Raw data -
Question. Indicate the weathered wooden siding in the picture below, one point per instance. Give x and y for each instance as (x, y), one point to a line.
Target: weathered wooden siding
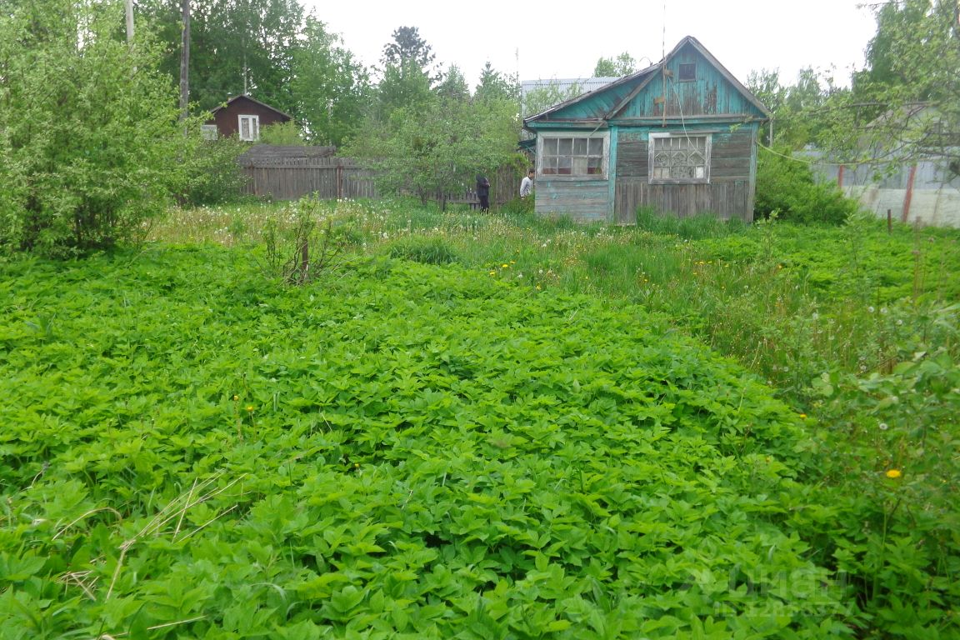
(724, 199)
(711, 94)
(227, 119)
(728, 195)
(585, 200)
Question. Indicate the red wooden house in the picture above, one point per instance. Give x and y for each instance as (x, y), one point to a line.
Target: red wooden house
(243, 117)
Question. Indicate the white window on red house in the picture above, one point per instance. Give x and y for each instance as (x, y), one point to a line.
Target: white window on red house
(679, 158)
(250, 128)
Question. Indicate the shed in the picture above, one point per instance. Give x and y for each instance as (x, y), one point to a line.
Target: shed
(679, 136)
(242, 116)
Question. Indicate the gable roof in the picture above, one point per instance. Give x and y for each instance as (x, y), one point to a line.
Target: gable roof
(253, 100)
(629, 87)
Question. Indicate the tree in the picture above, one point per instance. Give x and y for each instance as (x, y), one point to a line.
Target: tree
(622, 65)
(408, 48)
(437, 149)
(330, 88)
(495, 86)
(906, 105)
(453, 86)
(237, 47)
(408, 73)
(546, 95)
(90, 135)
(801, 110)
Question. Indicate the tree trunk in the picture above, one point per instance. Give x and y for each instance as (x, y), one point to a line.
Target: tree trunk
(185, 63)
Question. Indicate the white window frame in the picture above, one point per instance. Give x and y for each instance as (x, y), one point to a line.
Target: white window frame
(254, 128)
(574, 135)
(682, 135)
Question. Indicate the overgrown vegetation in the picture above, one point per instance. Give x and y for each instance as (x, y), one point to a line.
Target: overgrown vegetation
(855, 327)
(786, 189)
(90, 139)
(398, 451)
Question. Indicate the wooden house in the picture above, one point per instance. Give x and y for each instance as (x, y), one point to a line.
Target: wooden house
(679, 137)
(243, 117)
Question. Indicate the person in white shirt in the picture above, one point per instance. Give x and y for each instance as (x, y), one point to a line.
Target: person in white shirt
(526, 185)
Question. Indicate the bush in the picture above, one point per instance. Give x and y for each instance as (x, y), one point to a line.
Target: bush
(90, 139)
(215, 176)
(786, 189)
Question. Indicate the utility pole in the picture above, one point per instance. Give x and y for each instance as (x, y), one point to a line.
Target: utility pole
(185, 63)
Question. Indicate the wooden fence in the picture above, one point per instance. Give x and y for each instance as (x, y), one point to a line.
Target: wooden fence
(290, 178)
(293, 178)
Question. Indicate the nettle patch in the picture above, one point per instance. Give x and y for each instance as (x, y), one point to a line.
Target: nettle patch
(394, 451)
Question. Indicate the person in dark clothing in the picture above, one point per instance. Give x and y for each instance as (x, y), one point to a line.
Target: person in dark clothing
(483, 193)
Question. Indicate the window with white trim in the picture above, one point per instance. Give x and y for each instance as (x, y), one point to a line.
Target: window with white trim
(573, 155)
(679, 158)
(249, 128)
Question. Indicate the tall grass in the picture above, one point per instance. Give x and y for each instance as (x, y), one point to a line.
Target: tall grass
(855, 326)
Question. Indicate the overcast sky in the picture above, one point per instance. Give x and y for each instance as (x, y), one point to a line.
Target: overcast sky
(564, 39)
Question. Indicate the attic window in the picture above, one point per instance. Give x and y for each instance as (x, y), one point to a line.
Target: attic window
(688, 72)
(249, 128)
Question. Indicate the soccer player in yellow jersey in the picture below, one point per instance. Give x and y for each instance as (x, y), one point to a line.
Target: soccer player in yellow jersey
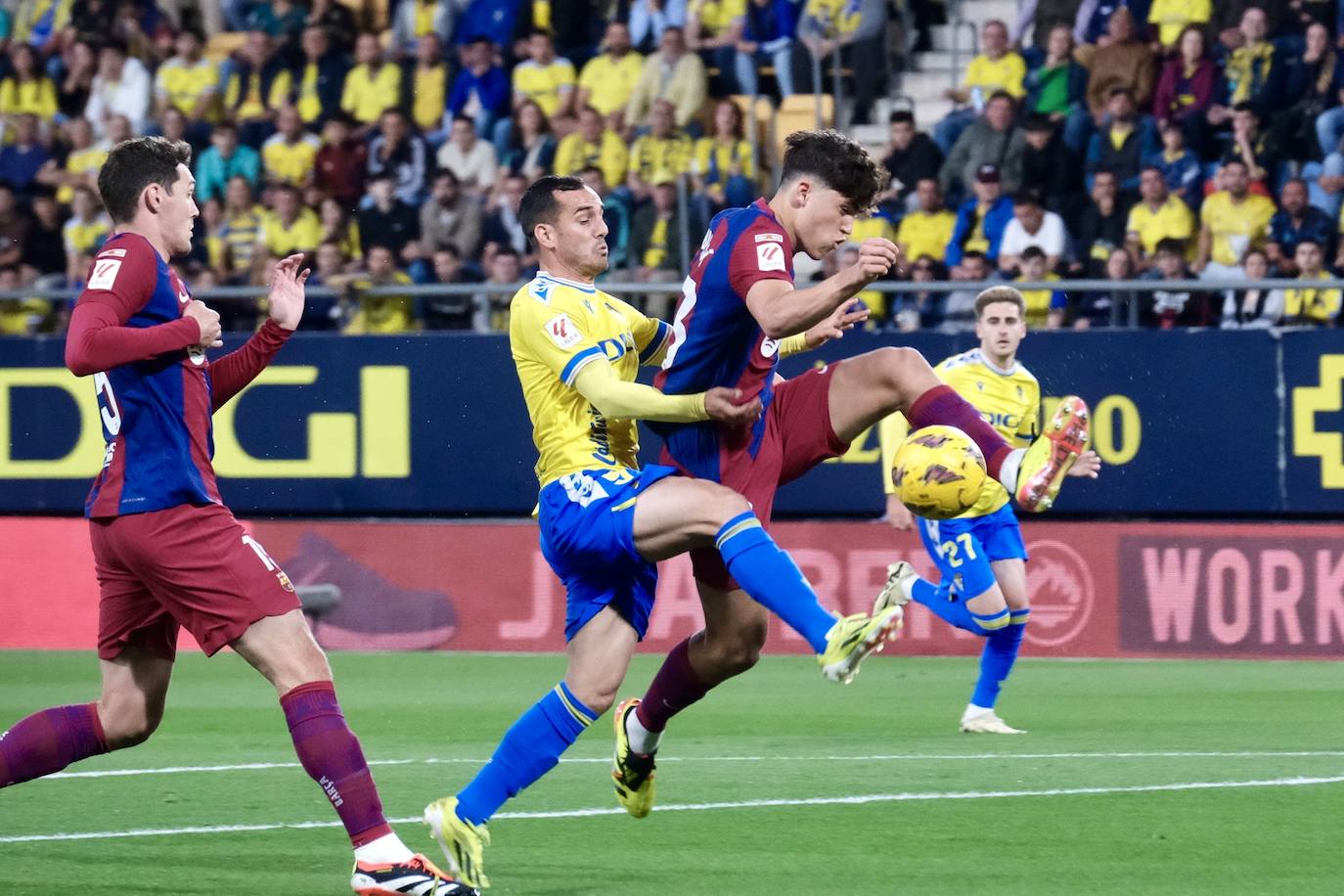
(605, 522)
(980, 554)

About this exercise -
Every line from the top of the records above to the line with "Question. Indicate the person in white", inclusive, should be duplicated exactly, minus the pictures.

Solution to the problem -
Question. Indicate the weathered wooden siding in the picture below, one point per instance. Give x and y for each instance as (x, y), one point to a line.
Target: weathered wooden siding
(724, 199)
(711, 94)
(227, 119)
(728, 195)
(585, 200)
Question. Indicate the red wooden house in the picture above, one point per instance. Give x and y for each instance as (x, y), one point to a line.
Target: red wooden house
(243, 117)
Question. Indicate the white window on red house in the picture above, one point per instance. Give x and y for each instance as (x, y), one point to a line.
Target: white window on red house
(679, 158)
(250, 128)
Question. Indicate the shed in the picture above, one point per instance. Give x and y for each instance as (x, y), one point to a line.
Target: shed
(679, 136)
(242, 116)
Question. Indicate the gable roof in the picture above, one point per instance. Give x and y for each instance as (x, y), one point to a line.
Target: gable roof
(253, 100)
(629, 87)
Question. Indicate the tree in the picture above, one point per instance. Give x and y for each instance as (x, y), one point to a line.
Target: tree
(622, 65)
(408, 48)
(437, 149)
(330, 88)
(495, 86)
(906, 105)
(453, 86)
(237, 47)
(408, 73)
(546, 95)
(90, 135)
(801, 110)
Question. Indicate the tree trunk in the picture above, one point per instance. Give x and y for each instance as (x, y), one point to a line.
Target: tree trunk
(185, 63)
Question. Indicate the white window frame in the picture above, one point per instance. Give x and y for each instance as (x, y), one point to a line.
Target: white window frame
(254, 128)
(574, 135)
(682, 135)
Question. Indicate the overgrown vegetation in the picture above, one point per instance. Give x and y for each instance as (x, y), one point to a line.
Target: overgrown vegetation
(855, 327)
(786, 189)
(90, 139)
(398, 451)
Question. Indicate the wooden house in the picture above, one point per instance. Give x and y for each instance as (x, y), one point to a line.
Target: wooden house
(679, 137)
(243, 117)
Question. Indicate the person in white shirt in the picture above, one point per instance. Give x and y for each instance as (x, y), one point to a line.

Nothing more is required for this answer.